■ WORK TO COMPLETE
Update all the items below by replacing "Return its bounding box" with "Give its bounding box", leaving everything else unchanged.

Collection entries:
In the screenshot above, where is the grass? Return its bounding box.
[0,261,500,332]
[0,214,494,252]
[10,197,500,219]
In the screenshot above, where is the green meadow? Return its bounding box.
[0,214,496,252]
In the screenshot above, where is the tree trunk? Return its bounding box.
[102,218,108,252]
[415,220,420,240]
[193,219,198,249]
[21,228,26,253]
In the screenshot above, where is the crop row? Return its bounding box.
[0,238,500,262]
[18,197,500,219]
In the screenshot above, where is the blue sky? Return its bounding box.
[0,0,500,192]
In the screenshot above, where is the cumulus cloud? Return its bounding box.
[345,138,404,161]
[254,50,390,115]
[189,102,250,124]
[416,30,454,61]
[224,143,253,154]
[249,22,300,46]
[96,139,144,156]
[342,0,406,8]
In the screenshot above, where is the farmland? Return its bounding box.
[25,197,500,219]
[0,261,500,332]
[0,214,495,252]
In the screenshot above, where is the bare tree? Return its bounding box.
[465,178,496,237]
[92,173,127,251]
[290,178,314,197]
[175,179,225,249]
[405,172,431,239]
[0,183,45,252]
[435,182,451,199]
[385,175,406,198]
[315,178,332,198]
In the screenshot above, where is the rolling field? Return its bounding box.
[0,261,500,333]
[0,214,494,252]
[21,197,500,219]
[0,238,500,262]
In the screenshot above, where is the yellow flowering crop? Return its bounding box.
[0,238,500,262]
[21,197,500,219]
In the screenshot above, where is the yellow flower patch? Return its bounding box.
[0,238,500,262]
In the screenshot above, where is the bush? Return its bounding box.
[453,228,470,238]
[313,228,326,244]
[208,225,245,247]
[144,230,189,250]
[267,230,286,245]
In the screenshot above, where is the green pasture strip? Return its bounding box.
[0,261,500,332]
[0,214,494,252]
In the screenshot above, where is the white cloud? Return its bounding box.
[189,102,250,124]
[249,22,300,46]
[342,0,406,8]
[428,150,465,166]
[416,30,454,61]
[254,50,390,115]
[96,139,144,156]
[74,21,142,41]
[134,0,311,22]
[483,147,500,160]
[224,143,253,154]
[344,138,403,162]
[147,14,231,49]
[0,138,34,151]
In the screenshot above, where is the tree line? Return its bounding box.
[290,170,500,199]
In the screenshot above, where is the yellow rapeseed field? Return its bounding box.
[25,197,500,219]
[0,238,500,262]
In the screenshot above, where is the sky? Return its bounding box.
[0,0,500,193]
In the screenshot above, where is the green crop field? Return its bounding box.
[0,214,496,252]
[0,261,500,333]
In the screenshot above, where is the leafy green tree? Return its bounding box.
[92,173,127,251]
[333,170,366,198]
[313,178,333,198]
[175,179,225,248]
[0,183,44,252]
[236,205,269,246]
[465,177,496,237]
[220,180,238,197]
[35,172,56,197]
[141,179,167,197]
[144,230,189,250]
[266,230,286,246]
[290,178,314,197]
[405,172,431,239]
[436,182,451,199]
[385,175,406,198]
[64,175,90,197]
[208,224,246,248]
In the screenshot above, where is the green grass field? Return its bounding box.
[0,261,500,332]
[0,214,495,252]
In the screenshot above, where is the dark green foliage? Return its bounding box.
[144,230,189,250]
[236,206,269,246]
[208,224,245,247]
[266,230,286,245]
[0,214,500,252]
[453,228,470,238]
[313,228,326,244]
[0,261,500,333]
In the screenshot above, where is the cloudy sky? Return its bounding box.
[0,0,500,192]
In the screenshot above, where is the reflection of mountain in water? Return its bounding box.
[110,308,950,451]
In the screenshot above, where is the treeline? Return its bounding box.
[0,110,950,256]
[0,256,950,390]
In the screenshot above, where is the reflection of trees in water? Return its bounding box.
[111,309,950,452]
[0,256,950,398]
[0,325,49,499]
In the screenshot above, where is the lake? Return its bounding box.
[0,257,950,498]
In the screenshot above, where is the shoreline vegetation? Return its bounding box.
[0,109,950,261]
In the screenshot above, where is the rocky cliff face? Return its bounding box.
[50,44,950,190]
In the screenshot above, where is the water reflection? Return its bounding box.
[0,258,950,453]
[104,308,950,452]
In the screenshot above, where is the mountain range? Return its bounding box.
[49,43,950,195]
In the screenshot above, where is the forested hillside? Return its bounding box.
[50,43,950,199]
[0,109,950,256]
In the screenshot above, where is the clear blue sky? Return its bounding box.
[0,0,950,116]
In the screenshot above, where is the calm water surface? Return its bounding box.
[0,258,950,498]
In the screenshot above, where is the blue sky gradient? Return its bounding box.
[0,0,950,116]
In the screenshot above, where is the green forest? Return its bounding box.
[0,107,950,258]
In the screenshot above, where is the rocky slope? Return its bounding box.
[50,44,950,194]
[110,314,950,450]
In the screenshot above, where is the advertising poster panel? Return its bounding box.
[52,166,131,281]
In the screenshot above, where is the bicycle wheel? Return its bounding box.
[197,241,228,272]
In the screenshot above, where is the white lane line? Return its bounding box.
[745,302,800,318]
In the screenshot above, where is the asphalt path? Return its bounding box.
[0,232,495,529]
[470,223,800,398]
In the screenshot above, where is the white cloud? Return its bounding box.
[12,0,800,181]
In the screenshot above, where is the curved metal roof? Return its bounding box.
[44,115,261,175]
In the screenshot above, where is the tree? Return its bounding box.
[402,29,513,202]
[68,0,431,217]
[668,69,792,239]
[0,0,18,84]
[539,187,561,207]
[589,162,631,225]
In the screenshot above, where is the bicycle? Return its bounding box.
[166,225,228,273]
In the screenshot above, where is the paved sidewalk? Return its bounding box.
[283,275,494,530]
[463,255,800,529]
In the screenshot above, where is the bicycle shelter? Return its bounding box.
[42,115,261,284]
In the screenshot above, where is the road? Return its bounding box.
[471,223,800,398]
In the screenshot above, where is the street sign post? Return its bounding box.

■ RESULT
In the screenshot above, where is the grass? Give its bounding box.
[0,261,500,332]
[0,214,494,252]
[10,197,500,219]
In the screenshot above, where is the green meadow? Give its bounding box.
[0,214,496,252]
In the screenshot above, where is the tree trunk? Give its bounding box.
[102,218,108,252]
[415,220,420,240]
[193,219,198,249]
[21,228,26,253]
In the screenshot above, where is the crop row? Give its bounding box.
[0,238,500,262]
[18,197,500,219]
In the screenshot above, where is the blue sky? Give its bounding box.
[0,0,500,192]
In the screenshot above, where is the cumulus cloud? Give its bounding box.
[345,138,404,161]
[254,50,390,115]
[189,102,250,124]
[416,30,454,61]
[224,143,253,154]
[249,22,300,46]
[96,139,144,156]
[342,0,406,8]
In the screenshot above, where is the farmland? Give its bounding box.
[25,197,500,219]
[0,261,500,332]
[0,214,495,252]
In the screenshot above, where is the bare tree? Give its bounding box.
[465,178,496,237]
[92,173,127,251]
[290,178,314,197]
[175,179,225,249]
[405,172,431,239]
[0,183,45,252]
[435,182,451,199]
[385,175,406,198]
[315,178,332,198]
In the screenshot above, where is the rolling field? Give its bounding box.
[0,261,500,333]
[0,214,494,252]
[21,197,500,219]
[0,238,500,262]
In the screenshot above, where is the yellow flowering crop? Give its bounding box.
[0,238,500,262]
[21,197,500,219]
In the screenshot above, where is the yellow flower patch? Give its bounding box.
[0,238,500,262]
In the screenshot above, where is the bush? Give its bounding box.
[453,228,470,238]
[313,228,326,244]
[208,225,245,247]
[144,230,189,250]
[267,230,286,245]
In the screenshot above, where is the green pasture strip? Give its bounding box.
[0,261,500,332]
[0,214,494,252]
In the screenshot above, where is the white cloud? Give its bounding box.
[189,102,250,124]
[249,22,300,46]
[342,0,406,8]
[428,150,465,166]
[416,30,454,61]
[254,50,390,115]
[96,139,144,156]
[74,21,142,41]
[134,0,311,22]
[483,147,500,160]
[224,143,253,154]
[344,138,403,162]
[147,14,231,49]
[0,138,34,151]
In the screenshot above, where is the tree line? Give its bounding box.
[290,170,500,199]
In the screenshot above, where is the yellow rapeseed field? Give its bounding box.
[25,197,500,219]
[0,238,500,262]
In the screenshot above, where is the sky? Give its bounding box.
[0,0,500,193]
In the screenshot above, where is the green crop field? Give its bounding box.
[0,214,496,252]
[0,261,500,333]
In the screenshot above, where is the leafy green tree? Give its bounding box.
[92,173,127,251]
[333,170,366,198]
[313,178,333,198]
[175,179,225,248]
[0,183,44,252]
[236,205,269,246]
[465,177,496,237]
[220,180,238,197]
[35,172,56,197]
[141,179,167,197]
[144,230,189,250]
[266,230,286,246]
[290,178,314,197]
[405,172,431,239]
[436,182,451,199]
[385,175,406,198]
[64,175,90,197]
[208,224,246,248]
In the screenshot above, where is the green grass field? Give its bounding box.
[0,261,500,332]
[0,214,495,252]
In the screenshot above, where is the dark green foliage? Give its bounding box.
[144,230,189,250]
[236,206,269,246]
[208,224,245,247]
[266,230,286,245]
[0,214,500,252]
[453,228,470,238]
[313,228,326,244]
[0,261,500,333]
In the screenshot above, where is the cloudy sky? Give its bounding box.
[0,0,500,192]
In the screenshot above, where is the reflection of mountain in water? Give its bounding box.
[110,308,950,451]
In the screenshot above, where is the treeline? Give its bounding box.
[0,110,950,256]
[0,256,950,390]
In the screenshot above, where is the reflection of trees in water? Give its bounding box.
[111,309,950,452]
[0,256,950,398]
[0,325,49,499]
In the screenshot above, where is the lake? Give its bounding box.
[0,257,950,498]
In the screenshot above, where is the shoreline vegetation? Give its bounding box.
[0,109,950,261]
In the screenshot above, where is the rocky cliff face? Give its bounding box.
[50,44,950,190]
In the screenshot above, where is the water reflection? Give its bounding box.
[0,258,950,453]
[104,308,950,452]
In the screenshot above, where is the mountain range? Give its bounding box.
[49,43,950,195]
In the screenshot above, where is the forested hillside? Give its bounding box.
[50,43,950,199]
[0,109,950,256]
In the screenshot above, where is the clear blue sky? Give its bounding box.
[0,0,950,116]
In the screenshot above, where is the calm water surface? Give its bounding box.
[0,258,950,498]
In the screenshot above, where is the blue sky gradient? Give its bounding box.
[0,0,950,116]
In the screenshot above, where is the green forest? Give its bounding box.
[0,107,950,258]
In the screenshot above, where is the rocky slope? Give its bounding box.
[50,44,950,194]
[110,314,950,450]
In the screenshot above, where is the advertising poster panel? Give its bounding box.
[52,166,131,281]
In the screenshot above, where is the bicycle wheel? Give its bounding box.
[197,241,228,272]
In the screenshot above, where is the white lane line? Give its bounding box.
[745,302,800,318]
In the screenshot above, where is the asphalt path? Give its bounding box.
[0,232,495,529]
[470,223,800,398]
In the screenshot above, where is the white cloud? Give its bounding box.
[12,0,800,181]
In the screenshot above, where is the curved metal roof? Give its bounding box.
[44,115,261,175]
In the screenshot above, where is the tree? Give its bounding box.
[402,29,513,202]
[68,0,431,217]
[668,69,792,239]
[0,0,18,84]
[539,187,561,207]
[589,162,631,225]
In the screenshot above, where is the bicycle? Give its bounding box.
[166,225,228,273]
In the screenshot above, where is the paved sidewalk? Give its bounding box.
[283,275,494,530]
[463,255,800,529]
In the screenshot above, where is the bicycle shelter? Give its bounding box.
[42,115,261,284]
In the screenshot above, where is the road? Give its bounding box.
[471,223,800,398]
In the screenshot above, where is the street sign post? Give its bounding box.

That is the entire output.